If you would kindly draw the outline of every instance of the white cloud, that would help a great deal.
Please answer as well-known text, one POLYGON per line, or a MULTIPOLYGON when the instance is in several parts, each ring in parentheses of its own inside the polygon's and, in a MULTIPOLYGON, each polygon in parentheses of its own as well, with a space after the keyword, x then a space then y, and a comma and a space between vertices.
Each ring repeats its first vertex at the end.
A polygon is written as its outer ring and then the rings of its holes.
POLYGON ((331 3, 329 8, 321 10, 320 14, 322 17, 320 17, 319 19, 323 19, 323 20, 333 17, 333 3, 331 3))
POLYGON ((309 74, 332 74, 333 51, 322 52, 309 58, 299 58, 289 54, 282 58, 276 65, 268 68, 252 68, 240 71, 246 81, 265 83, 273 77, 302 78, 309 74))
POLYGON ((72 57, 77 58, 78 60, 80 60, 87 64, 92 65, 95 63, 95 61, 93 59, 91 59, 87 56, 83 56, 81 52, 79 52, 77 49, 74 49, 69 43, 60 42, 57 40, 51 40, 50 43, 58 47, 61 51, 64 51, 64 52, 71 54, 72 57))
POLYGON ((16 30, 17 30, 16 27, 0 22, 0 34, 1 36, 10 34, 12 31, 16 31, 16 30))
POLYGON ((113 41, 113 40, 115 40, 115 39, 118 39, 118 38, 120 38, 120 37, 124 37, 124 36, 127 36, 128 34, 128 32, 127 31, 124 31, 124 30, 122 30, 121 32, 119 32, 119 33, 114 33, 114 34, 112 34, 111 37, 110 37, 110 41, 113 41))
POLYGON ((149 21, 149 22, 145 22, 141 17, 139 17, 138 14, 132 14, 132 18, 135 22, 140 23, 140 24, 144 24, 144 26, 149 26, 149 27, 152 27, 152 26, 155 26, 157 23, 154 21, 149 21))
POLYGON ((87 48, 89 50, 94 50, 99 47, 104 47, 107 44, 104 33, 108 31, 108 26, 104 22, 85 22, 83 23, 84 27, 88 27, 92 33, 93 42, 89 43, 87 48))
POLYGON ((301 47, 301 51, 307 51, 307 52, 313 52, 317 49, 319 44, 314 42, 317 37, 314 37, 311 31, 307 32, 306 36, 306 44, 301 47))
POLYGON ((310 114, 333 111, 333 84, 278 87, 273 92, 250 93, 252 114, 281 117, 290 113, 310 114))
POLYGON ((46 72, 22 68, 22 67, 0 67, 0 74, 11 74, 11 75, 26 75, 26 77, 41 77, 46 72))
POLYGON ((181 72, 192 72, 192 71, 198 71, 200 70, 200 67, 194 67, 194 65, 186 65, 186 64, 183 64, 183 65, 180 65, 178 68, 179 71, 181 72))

---------------

## WHAT YOU NEED TO DO:
Update everything from the start of the entries down to the line containing "POLYGON ((310 114, 333" by putting "boundary" in place of "outline", leaving all else unchanged.

## RESPONSE BELOW:
If you would kindly draw the boundary of every instance of the white cloud, that would help a great deal.
Please answer as well-known text, one POLYGON per line, or a MULTIPOLYGON when the instance is in several parts, each ring in parentheses of its own inside the polygon's and, in a MULTIPOLYGON, each polygon in parentheses of its own as well, with a space after the keyword, x then a space then y, and a comma and a space between vertices.
Each ring repeats its first vertex at the end.
A polygon is written as its outer ring and then the rings of its holes.
POLYGON ((331 3, 329 8, 321 10, 320 14, 322 17, 320 17, 319 19, 323 19, 323 20, 333 17, 333 3, 331 3))
POLYGON ((309 74, 332 74, 333 51, 322 52, 309 58, 299 58, 289 54, 282 58, 276 65, 268 68, 252 68, 240 71, 246 81, 265 83, 273 77, 302 78, 309 74))
POLYGON ((72 57, 77 58, 78 60, 80 60, 87 64, 92 65, 95 63, 95 61, 93 59, 91 59, 87 56, 83 56, 81 52, 79 52, 77 49, 74 49, 69 43, 60 42, 57 40, 51 40, 50 43, 58 47, 61 51, 64 51, 64 52, 71 54, 72 57))
POLYGON ((16 30, 17 30, 16 27, 0 22, 0 34, 1 36, 10 34, 12 31, 16 31, 16 30))
POLYGON ((113 41, 113 40, 115 40, 115 39, 118 39, 118 38, 120 38, 120 37, 124 37, 124 36, 127 36, 128 34, 128 32, 127 31, 124 31, 124 30, 122 30, 121 32, 119 32, 119 33, 114 33, 114 34, 112 34, 111 37, 110 37, 110 41, 113 41))
POLYGON ((149 21, 149 22, 145 22, 141 17, 139 17, 138 14, 132 14, 132 18, 135 22, 140 23, 140 24, 144 24, 144 26, 149 26, 149 27, 152 27, 152 26, 155 26, 157 23, 154 21, 149 21))
POLYGON ((87 48, 89 50, 94 50, 99 47, 104 47, 107 44, 104 33, 108 31, 108 26, 104 22, 85 22, 83 23, 84 27, 88 27, 92 33, 93 42, 89 43, 87 48))
POLYGON ((301 47, 301 51, 307 51, 307 52, 313 52, 317 49, 319 44, 314 42, 317 37, 314 37, 311 31, 307 32, 306 36, 306 44, 301 47))
POLYGON ((310 114, 333 111, 333 84, 278 87, 273 92, 250 93, 252 114, 281 117, 290 113, 310 114))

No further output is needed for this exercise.